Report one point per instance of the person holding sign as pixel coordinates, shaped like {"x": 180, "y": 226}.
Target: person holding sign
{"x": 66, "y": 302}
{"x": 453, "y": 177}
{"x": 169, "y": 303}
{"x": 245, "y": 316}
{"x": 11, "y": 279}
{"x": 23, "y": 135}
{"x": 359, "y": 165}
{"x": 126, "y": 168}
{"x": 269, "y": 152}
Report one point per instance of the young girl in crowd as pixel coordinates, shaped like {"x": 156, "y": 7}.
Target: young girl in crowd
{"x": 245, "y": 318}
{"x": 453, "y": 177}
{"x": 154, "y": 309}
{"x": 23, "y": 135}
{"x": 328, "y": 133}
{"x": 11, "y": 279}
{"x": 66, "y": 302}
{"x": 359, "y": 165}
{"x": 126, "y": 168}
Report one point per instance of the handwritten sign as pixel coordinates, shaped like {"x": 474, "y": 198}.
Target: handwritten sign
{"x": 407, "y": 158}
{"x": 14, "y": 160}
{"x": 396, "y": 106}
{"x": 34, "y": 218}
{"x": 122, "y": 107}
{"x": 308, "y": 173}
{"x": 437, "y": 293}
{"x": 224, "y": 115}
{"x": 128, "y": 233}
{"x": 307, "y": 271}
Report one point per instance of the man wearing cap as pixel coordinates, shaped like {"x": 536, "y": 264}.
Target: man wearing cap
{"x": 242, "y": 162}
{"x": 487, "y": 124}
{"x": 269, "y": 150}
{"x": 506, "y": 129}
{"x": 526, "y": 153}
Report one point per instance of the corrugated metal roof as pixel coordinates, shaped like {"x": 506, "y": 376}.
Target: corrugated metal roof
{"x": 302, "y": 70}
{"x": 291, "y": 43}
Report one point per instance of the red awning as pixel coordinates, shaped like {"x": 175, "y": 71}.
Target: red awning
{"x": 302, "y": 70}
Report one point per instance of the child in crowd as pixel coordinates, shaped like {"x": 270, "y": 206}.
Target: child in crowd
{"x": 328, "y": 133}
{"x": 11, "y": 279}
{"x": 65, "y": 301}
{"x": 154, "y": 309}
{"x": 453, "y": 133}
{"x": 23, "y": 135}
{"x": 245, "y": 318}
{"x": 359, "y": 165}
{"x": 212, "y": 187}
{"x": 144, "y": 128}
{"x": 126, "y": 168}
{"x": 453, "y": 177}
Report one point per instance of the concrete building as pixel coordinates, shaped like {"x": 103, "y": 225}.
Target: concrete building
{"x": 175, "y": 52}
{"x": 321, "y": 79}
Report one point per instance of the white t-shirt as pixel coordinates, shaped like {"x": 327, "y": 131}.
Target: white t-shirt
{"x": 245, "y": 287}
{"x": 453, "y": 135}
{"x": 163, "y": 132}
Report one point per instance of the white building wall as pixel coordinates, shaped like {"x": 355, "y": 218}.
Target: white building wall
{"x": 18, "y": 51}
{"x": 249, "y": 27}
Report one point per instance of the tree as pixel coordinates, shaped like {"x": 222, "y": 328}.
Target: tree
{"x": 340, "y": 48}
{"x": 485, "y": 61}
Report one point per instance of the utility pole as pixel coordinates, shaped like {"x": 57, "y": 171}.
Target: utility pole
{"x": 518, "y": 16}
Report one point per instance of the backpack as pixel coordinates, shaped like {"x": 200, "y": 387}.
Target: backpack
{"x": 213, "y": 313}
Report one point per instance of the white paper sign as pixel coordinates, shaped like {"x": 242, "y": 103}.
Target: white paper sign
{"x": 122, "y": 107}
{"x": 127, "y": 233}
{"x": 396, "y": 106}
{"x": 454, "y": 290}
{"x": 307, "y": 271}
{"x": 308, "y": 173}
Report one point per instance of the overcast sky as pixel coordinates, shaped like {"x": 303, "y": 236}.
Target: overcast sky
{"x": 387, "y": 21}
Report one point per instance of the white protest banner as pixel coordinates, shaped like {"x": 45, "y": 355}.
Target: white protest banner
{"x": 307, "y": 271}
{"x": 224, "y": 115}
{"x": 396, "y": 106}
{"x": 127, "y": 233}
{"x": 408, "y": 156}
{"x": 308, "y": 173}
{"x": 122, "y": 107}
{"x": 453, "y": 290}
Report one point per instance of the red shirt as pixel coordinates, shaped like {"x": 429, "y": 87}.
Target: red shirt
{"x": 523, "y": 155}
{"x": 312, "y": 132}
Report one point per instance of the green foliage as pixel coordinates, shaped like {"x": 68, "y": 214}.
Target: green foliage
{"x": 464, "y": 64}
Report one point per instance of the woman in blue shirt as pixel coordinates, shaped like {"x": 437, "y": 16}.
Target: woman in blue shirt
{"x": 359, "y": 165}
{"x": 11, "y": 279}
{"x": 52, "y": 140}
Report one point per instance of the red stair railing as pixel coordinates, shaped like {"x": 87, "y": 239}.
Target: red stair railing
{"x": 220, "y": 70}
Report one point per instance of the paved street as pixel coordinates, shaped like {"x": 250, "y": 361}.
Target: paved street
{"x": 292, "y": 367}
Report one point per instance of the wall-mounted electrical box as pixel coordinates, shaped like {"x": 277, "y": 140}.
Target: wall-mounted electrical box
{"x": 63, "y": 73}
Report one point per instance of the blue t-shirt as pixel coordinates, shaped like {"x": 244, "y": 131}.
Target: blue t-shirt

> PROBLEM REQUIREMENTS
The records above must be printed again in full, exactly as written.

> YOUR RESPONSE
Report one point per instance of the person holding sign as pixel coordinates, shaped like {"x": 180, "y": 226}.
Target: person holding sign
{"x": 66, "y": 302}
{"x": 453, "y": 177}
{"x": 169, "y": 303}
{"x": 245, "y": 316}
{"x": 11, "y": 279}
{"x": 23, "y": 135}
{"x": 359, "y": 165}
{"x": 126, "y": 168}
{"x": 269, "y": 152}
Report one point per instance of the young girl in crowd as pixel coordinates, shaped like {"x": 156, "y": 7}.
Target: young girl in crowd
{"x": 245, "y": 318}
{"x": 453, "y": 177}
{"x": 154, "y": 309}
{"x": 23, "y": 135}
{"x": 328, "y": 133}
{"x": 11, "y": 279}
{"x": 66, "y": 302}
{"x": 359, "y": 165}
{"x": 126, "y": 168}
Report one point per instance of the handwritten sign as pixel coordinates, shaped like {"x": 474, "y": 198}.
Target: handwritten sign
{"x": 407, "y": 158}
{"x": 14, "y": 160}
{"x": 396, "y": 106}
{"x": 34, "y": 218}
{"x": 122, "y": 107}
{"x": 308, "y": 173}
{"x": 437, "y": 293}
{"x": 224, "y": 115}
{"x": 128, "y": 233}
{"x": 307, "y": 271}
Report one point per instance of the man wearing cap as pixel coordinates, shaped like {"x": 536, "y": 264}.
Target: man wearing cap
{"x": 242, "y": 162}
{"x": 487, "y": 124}
{"x": 269, "y": 150}
{"x": 506, "y": 129}
{"x": 526, "y": 153}
Report one point per instance of the corrugated metal roof as pixel coordinates, shaped like {"x": 506, "y": 376}.
Target: corrugated metal roof
{"x": 302, "y": 70}
{"x": 291, "y": 43}
Report one point per instance of the red awning as pixel coordinates, shaped like {"x": 175, "y": 71}.
Target: red awning
{"x": 302, "y": 70}
Report one point per instance of the child in crowd as pixel coordinates, shaped like {"x": 270, "y": 206}.
Target: child in crowd
{"x": 328, "y": 133}
{"x": 11, "y": 279}
{"x": 65, "y": 301}
{"x": 154, "y": 309}
{"x": 453, "y": 133}
{"x": 23, "y": 135}
{"x": 245, "y": 318}
{"x": 359, "y": 165}
{"x": 212, "y": 187}
{"x": 144, "y": 128}
{"x": 126, "y": 168}
{"x": 453, "y": 177}
Report one point per instance of the concrete building as pixel coordinates, shaped like {"x": 103, "y": 225}.
Target: concrete building
{"x": 175, "y": 52}
{"x": 321, "y": 79}
Report one point per instance of the white t-shirt as pixel coordinates, shaped like {"x": 327, "y": 131}.
Target: white t-shirt
{"x": 245, "y": 287}
{"x": 453, "y": 135}
{"x": 163, "y": 132}
Report one point per instance of the white building wall as pixel coordinates, shaped like {"x": 355, "y": 218}.
Target: white building wall
{"x": 18, "y": 51}
{"x": 249, "y": 27}
Report one point per instance of the tree as pixel coordinates, shaped like {"x": 222, "y": 328}.
Target: tree
{"x": 340, "y": 48}
{"x": 485, "y": 61}
Report one point per instance of the utility pole as pixel coordinates, shaped like {"x": 57, "y": 171}.
Target: utility pole
{"x": 518, "y": 16}
Report one point per instance of the backpack as pixel coordinates, shaped like {"x": 200, "y": 387}.
Target: backpack
{"x": 213, "y": 313}
Report one point per instance of the white paper sign as pixel coordinates, shaped like {"x": 242, "y": 103}.
Target: white paper sign
{"x": 122, "y": 107}
{"x": 127, "y": 233}
{"x": 396, "y": 106}
{"x": 454, "y": 290}
{"x": 307, "y": 271}
{"x": 308, "y": 173}
Report one point per instance of the overcast sky as pixel coordinates, shaped like {"x": 303, "y": 236}.
Target: overcast sky
{"x": 387, "y": 21}
Report one point per instance of the white protest banner as pixel coordinates, shaped like {"x": 45, "y": 355}.
Target: white protest banner
{"x": 307, "y": 271}
{"x": 224, "y": 115}
{"x": 396, "y": 106}
{"x": 127, "y": 233}
{"x": 408, "y": 156}
{"x": 308, "y": 173}
{"x": 122, "y": 107}
{"x": 453, "y": 290}
Report one point per instance of the red shirt as pixel coordinates, shaped like {"x": 429, "y": 87}.
Target: red shirt
{"x": 523, "y": 155}
{"x": 312, "y": 132}
Report one point per instance of the green foliage as pixel coordinates, shaped like {"x": 68, "y": 214}.
Target: green foliage
{"x": 464, "y": 64}
Report one point per instance of the woman in blue shirt as pixel coordinates, shaped like {"x": 437, "y": 16}.
Target: woman in blue shirt
{"x": 359, "y": 165}
{"x": 11, "y": 279}
{"x": 52, "y": 140}
Report one point per instance of the red stair railing as pixel coordinates, shaped like {"x": 87, "y": 239}.
Target: red stair railing
{"x": 220, "y": 70}
Report one point per instance of the paved street as pixel coordinates, shaped like {"x": 250, "y": 361}.
Target: paved street
{"x": 292, "y": 367}
Report one point per instance of the wall-mounted electrical box as pixel coordinates, shaped like {"x": 277, "y": 140}.
Target: wall-mounted electrical box
{"x": 63, "y": 73}
Report one point per instance of the blue t-shirt as pixel coordinates, shaped like {"x": 244, "y": 131}.
Target: blue t-shirt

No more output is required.